Exercise task:
Answer these about the mailing-list post:
(a) What is the post's subject line?
(b) On what date and at what time was it sent?
(c) According to the last quoted lines, what could be affected if the IDE drives are still present?

[lug] more RAID0 on /

D. Stimits stimits at comcast.net
Sat Nov 20 18:00:04 MST 2004


Lee Woodworth wrote:
> D. Stimits wrote:
> 
>> Lee Woodworth wrote:
>>
>>> D. Stimits wrote:
>>>
>>>> Lee Woodworth wrote:
>>>
>>>
>>>
>>>
>>> .....
>>>
>>>>> You didn't say whether you are unplugging the IDE drives when you 
>>>>> are switching from IDE to SCSI mode. If the IDEs are still present, 
>>>>> they could affect what is considered /dev/md0.

Listed entries:
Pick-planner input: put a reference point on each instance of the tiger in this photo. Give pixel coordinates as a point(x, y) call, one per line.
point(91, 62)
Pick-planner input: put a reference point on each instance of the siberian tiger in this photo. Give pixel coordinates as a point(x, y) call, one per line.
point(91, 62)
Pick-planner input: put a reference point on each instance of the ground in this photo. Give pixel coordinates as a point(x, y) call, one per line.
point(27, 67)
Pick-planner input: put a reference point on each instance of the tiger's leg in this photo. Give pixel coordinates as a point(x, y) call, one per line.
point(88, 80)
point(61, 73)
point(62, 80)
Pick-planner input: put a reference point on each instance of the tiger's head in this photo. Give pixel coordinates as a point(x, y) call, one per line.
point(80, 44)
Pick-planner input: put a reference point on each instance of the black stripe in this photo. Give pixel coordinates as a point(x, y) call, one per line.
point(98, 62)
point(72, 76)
--
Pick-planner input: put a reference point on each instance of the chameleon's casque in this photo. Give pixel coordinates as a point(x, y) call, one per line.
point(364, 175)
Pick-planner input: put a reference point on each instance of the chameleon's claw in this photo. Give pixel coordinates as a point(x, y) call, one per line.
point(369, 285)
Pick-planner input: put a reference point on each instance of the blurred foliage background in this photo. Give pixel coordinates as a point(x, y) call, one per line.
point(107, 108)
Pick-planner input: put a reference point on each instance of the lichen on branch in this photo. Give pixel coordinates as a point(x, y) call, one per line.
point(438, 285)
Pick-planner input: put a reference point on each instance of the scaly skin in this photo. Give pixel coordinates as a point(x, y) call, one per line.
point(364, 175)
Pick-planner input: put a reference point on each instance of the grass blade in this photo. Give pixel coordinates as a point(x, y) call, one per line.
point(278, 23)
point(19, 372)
==
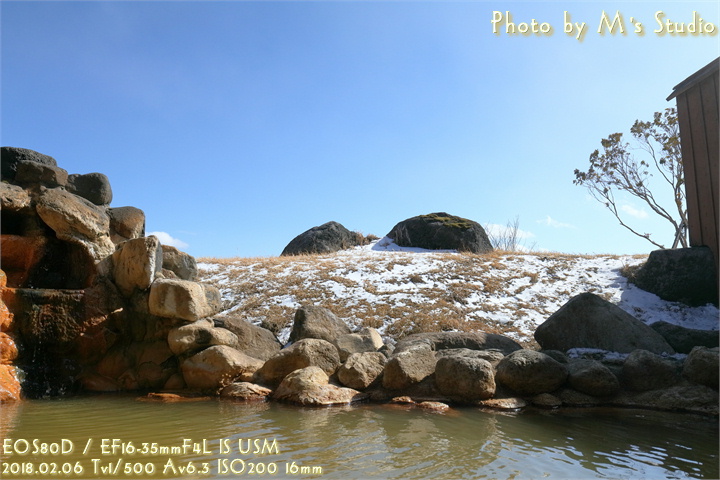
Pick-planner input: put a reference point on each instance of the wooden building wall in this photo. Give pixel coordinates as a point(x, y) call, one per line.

Correct response:
(a) [lug] more RAID0 on /
(b) Sat Nov 20 18:00:04 MST 2004
(c) What is considered /dev/md0.